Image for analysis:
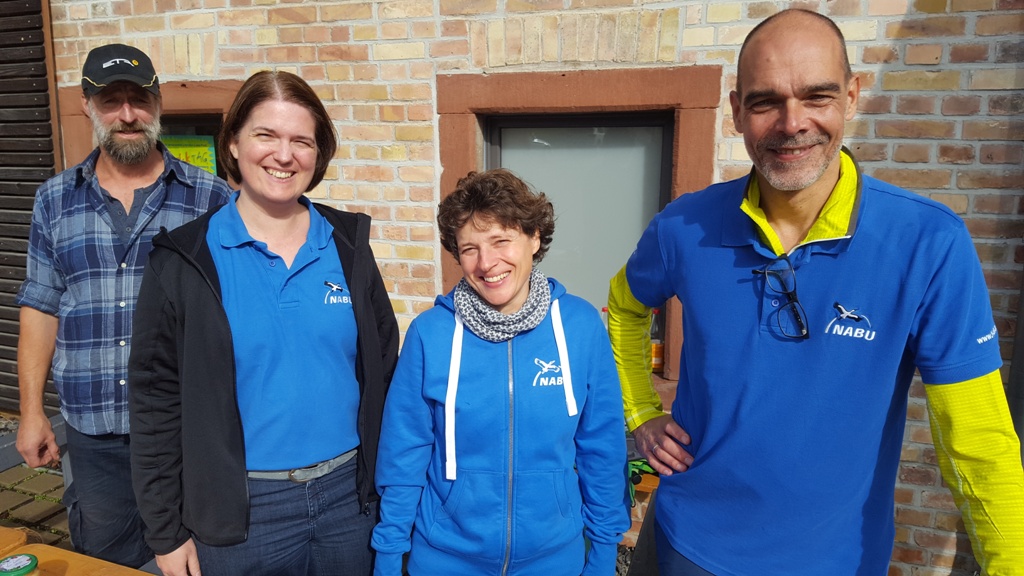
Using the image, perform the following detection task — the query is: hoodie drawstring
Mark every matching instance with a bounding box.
[550,300,579,418]
[445,314,465,480]
[444,301,577,481]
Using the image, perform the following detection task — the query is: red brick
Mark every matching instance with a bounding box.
[431,39,469,58]
[411,263,435,279]
[981,143,1023,165]
[858,94,892,114]
[890,544,926,564]
[958,170,1024,189]
[965,217,1024,239]
[896,507,933,527]
[977,14,1024,35]
[975,242,1013,263]
[886,17,966,39]
[395,280,437,297]
[721,165,749,182]
[894,487,916,505]
[908,424,934,443]
[909,381,926,398]
[941,95,981,116]
[996,40,1024,63]
[932,552,981,572]
[906,401,929,421]
[914,529,970,553]
[951,0,996,9]
[963,120,1024,140]
[331,27,353,43]
[949,43,989,63]
[857,71,878,90]
[898,464,939,486]
[894,144,931,163]
[896,95,936,115]
[905,44,942,64]
[863,45,899,64]
[920,489,959,511]
[990,94,1024,116]
[975,193,1020,214]
[933,512,965,532]
[938,144,975,164]
[914,0,949,13]
[320,45,370,61]
[901,443,924,461]
[825,0,860,16]
[985,269,1024,290]
[439,18,466,36]
[849,142,888,162]
[877,120,955,139]
[870,168,951,189]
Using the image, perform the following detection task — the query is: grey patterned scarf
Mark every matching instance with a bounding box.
========================================================================
Your task
Every line above is to be given again exactly, apart from the pictures.

Answer section
Image for analysis:
Using the image, perform the following detection task — the query is: hoodie drawstring
Mark every matching instance with a bounding box.
[550,300,579,418]
[445,314,465,480]
[444,301,577,481]
Using the image, perform the following detection task — the query is: red brick
Mark every matching instance with a bounding box.
[431,39,469,58]
[411,263,435,279]
[981,143,1023,165]
[858,94,892,114]
[890,544,926,564]
[958,170,1024,189]
[965,217,1024,239]
[896,507,933,527]
[977,14,1024,35]
[975,242,1013,263]
[886,17,966,39]
[395,280,437,297]
[721,165,749,182]
[894,487,916,505]
[908,424,934,443]
[909,381,926,398]
[941,95,981,116]
[996,40,1024,63]
[932,552,981,572]
[906,401,929,421]
[914,529,970,553]
[951,0,996,9]
[963,120,1024,140]
[331,27,353,43]
[949,43,989,63]
[857,71,878,90]
[898,464,939,486]
[894,144,931,163]
[896,95,936,115]
[905,44,942,64]
[863,45,899,64]
[920,489,959,511]
[990,94,1024,116]
[975,193,1020,214]
[933,512,965,532]
[938,144,975,164]
[914,0,949,13]
[320,45,370,61]
[901,443,924,461]
[825,0,860,16]
[985,269,1024,290]
[439,18,466,36]
[849,142,888,162]
[877,120,955,139]
[870,168,951,189]
Using the image, perform the following detection task — the query is: grey patterned scarf
Mark every matching instance with a bounding box.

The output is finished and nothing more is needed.